§ What is being asked
Extract each line from the records below that contains the word "windshield". Case counts.

── Record extracts

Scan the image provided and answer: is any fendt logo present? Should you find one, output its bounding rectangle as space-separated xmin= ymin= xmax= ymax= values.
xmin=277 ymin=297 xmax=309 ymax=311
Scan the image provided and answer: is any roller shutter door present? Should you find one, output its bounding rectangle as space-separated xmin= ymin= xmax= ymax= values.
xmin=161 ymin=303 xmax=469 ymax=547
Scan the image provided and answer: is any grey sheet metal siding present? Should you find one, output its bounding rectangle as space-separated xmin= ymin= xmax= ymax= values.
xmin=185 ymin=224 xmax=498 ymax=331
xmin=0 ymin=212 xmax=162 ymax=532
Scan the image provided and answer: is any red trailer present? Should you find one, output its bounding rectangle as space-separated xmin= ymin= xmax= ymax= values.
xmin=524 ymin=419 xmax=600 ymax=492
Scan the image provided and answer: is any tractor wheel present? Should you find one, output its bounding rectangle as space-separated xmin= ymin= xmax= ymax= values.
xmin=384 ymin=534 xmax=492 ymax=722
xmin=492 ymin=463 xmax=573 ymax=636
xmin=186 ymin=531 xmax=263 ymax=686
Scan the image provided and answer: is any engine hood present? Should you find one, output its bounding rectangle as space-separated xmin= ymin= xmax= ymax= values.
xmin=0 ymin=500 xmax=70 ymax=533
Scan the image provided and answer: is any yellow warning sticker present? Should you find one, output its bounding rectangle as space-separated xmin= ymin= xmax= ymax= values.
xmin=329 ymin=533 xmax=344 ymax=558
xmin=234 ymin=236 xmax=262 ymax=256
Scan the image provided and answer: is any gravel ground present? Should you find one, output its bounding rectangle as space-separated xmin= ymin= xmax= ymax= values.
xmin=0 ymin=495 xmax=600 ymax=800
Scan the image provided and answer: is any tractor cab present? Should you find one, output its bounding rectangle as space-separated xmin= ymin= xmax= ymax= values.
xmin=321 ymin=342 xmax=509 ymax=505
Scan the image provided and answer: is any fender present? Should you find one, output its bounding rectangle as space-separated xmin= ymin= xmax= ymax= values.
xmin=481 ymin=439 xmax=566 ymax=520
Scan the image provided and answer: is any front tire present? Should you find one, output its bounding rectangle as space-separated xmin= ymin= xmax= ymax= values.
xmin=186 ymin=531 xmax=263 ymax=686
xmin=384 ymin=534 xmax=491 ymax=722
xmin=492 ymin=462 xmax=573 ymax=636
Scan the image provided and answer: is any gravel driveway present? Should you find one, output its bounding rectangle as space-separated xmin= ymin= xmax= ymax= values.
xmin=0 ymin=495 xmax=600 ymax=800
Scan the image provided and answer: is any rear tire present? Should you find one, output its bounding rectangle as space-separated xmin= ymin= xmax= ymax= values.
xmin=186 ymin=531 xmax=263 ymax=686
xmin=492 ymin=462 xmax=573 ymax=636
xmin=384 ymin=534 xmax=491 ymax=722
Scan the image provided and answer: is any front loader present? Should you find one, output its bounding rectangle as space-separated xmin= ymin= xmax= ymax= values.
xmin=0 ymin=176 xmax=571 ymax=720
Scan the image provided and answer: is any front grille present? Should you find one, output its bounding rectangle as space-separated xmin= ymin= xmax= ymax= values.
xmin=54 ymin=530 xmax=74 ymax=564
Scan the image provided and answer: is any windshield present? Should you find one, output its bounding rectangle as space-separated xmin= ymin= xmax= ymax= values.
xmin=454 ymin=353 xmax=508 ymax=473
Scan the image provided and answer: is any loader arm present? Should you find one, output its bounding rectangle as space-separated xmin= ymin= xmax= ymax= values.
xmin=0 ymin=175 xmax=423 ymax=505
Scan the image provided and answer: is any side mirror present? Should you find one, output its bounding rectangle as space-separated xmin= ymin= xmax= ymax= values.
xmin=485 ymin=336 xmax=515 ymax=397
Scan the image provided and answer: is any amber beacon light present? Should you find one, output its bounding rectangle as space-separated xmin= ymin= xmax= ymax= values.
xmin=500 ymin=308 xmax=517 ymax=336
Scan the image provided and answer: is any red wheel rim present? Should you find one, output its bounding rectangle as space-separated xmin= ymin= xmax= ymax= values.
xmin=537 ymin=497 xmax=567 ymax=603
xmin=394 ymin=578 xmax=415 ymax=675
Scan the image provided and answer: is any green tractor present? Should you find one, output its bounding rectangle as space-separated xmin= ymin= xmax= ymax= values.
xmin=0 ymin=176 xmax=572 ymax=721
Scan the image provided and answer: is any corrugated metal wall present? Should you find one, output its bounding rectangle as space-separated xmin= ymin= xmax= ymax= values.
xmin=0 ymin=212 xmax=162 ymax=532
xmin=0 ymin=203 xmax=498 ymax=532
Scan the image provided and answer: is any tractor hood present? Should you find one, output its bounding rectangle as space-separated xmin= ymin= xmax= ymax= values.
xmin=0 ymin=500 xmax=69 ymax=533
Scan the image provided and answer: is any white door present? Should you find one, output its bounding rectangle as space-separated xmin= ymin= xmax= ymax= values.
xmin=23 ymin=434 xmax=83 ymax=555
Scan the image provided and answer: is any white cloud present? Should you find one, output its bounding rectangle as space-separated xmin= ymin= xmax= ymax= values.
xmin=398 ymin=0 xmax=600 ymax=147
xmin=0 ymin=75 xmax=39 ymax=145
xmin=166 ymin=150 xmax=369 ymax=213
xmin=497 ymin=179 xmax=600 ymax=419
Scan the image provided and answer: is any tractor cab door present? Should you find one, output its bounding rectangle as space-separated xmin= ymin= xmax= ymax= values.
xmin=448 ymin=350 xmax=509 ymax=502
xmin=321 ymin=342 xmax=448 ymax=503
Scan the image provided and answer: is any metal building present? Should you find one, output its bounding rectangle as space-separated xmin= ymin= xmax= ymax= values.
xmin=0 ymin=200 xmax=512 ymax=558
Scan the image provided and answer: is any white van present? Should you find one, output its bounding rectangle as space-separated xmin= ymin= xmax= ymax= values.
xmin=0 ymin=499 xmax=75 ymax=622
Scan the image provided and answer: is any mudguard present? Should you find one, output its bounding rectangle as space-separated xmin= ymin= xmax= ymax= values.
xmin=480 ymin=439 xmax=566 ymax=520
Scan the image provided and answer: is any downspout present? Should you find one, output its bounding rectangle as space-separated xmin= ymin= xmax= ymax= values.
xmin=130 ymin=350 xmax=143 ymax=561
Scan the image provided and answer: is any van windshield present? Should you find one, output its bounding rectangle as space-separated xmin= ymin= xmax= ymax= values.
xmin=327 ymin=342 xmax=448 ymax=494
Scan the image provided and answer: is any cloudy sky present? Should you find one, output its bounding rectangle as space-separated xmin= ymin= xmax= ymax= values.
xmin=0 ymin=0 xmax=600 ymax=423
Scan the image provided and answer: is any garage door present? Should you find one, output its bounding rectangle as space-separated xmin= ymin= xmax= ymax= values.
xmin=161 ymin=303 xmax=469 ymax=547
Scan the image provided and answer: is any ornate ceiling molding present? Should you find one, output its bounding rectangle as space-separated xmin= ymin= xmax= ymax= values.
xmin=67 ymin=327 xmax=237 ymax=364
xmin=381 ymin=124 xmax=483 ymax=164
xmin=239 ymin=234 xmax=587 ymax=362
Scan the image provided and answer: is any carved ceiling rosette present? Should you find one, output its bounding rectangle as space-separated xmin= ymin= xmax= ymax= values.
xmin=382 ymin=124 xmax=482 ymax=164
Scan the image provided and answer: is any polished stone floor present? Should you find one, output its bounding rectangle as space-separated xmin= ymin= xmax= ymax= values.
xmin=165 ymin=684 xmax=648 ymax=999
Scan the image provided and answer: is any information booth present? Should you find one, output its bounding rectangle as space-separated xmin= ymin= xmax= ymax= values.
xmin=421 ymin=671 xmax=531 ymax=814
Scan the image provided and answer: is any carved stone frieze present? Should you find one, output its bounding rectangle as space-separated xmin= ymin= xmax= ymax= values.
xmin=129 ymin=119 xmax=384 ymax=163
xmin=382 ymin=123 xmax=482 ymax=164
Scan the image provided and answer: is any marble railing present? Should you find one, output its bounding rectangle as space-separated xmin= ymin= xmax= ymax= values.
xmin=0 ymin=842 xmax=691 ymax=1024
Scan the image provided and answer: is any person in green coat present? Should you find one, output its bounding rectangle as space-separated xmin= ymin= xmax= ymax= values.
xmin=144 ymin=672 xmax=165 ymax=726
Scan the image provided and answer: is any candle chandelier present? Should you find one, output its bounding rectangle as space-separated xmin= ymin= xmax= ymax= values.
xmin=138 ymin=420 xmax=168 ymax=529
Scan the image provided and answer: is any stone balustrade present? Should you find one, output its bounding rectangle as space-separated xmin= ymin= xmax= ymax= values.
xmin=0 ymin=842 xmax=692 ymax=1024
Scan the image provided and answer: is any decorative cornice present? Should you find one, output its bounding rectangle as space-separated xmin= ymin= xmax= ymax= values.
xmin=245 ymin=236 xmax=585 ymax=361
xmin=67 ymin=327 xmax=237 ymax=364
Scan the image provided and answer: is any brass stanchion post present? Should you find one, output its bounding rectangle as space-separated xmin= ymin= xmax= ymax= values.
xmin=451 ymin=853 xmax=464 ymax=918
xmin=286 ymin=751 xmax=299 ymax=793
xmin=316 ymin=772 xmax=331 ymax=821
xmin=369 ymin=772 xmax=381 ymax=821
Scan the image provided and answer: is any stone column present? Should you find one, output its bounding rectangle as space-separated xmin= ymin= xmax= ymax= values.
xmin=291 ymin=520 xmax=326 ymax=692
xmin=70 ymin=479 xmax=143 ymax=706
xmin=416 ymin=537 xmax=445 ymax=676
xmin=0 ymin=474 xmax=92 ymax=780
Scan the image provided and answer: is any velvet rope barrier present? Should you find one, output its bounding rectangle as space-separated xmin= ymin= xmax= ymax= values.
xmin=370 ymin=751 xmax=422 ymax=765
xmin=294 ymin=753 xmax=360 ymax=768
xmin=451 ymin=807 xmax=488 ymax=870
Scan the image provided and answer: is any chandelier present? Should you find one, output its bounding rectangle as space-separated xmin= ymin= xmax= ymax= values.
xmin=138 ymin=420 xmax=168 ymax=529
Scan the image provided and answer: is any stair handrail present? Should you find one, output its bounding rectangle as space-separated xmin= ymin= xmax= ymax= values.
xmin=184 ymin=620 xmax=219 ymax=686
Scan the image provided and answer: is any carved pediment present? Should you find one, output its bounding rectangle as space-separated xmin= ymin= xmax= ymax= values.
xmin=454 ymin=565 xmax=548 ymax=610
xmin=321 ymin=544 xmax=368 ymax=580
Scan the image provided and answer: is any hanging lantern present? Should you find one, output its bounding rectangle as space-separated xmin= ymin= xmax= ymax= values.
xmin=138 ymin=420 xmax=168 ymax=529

────

§ Solved problem
Scan the image provided and answer: is any windshield present? Should you find one, output its bounding rectangle as space-separated xmin= ymin= xmax= ymax= values.
Scan the image provided and answer: is any van windshield present? Should you find one, output its bounding rectangle as space-separated xmin= ymin= xmax= ymax= values.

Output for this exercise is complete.